Lesson 5 In-Class Discussion


(Pramod) #105

From now on, I won’t take the click-bait on Backprop. There seem to be hundreds of articles with the primary aim of telling me that Backprop is just chain rule.


(Charin) #106

I think an important factor to improve a collaborative filtering is to find out the biases: types of items, types of users, etc. Maybe we can do clustering based on their attributes for additional features.


(ecdrid) #107

youtube.com might help in quenching thirst…

http://najeebkhan.github.io/blog/VecCal.html


(Kristin) #108

I like 3Blue1Brown - he explains calculus and linear algebra, but I’m not sure about Jacobian or Hessian matrices specifically: https://www.youtube.com/3blue1brown


(Kerem Turgutlu) #109

Problem is I probably searched for a good explanation which would allow me to get every idea for many many times before, so I need a specific source not a obvious one. Thanks


(Ezequiel) #110

I think it’s more than chain rule, from what I understand chain rule is involved but in an specific order to be more efficient.


(Pavel Surmenok) #111

It’s a clever application of a chain rule with some optimizations, like dynamic programming: remembering parts of computed values to not calculate the same thing many times. Chris Olah describes this trick well.


(Charin) #112

I did a notebook to recreate all these chain rule shenanigans in numpy based a lot on Andrej Karpathy’s cs231n and Kolah’s blog. For those who might be interested: https://github.com/cstorm125/sophia


(ecdrid) #113

(Pierre Dueck) #114

The chain rule for real-number functions is well known (f(g(x)))’ = f’(g(x))g’(x). To generalize that to vector-valued functions it’s more natural to think about how differentiation represents the best local linear approximation. So differentiating a composition of functions should translate to a composition of linear functions - and that’s represented by a product of matrices.

*Tasks for this exercise*
- A) In the lesson 5 discussion thread, which two sources did Charin's numpy notebook draw on heavily?
- B) Reproduce the stretch of the lesson 5 discussion thread from "Lesson 5 In-Class" through "for additional features.", word for word.

*Supplied data*
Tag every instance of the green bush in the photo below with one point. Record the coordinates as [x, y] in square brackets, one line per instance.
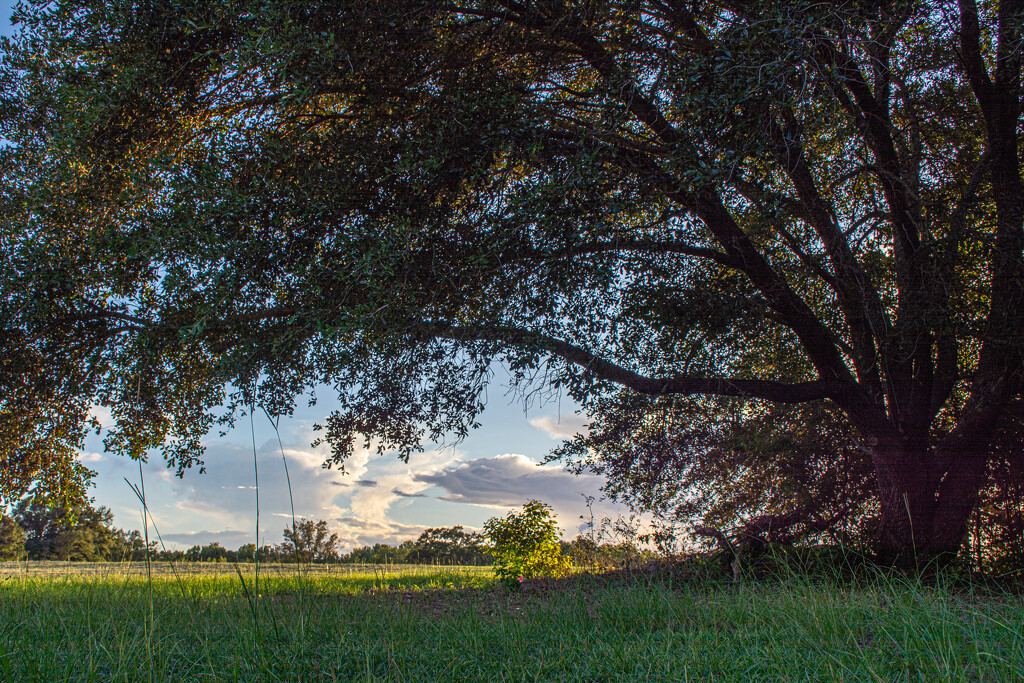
[525, 545]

*Solutions by task*
- A) Andrej Karpathy's cs231n and Kolah's blog.

- B)
Lesson 5 In-Class Discussion


(Pramod) #105

From now on, I won’t take the click-bait on Backprop. There seem to be hundreds of articles with the primary aim of telling me that Backprop is just chain rule.


(Charin) #106

I think an important factor to improve a collaborative filtering is to find out the biases: types of items, types of users, etc. Maybe we can do clustering based on their attributes for additional features.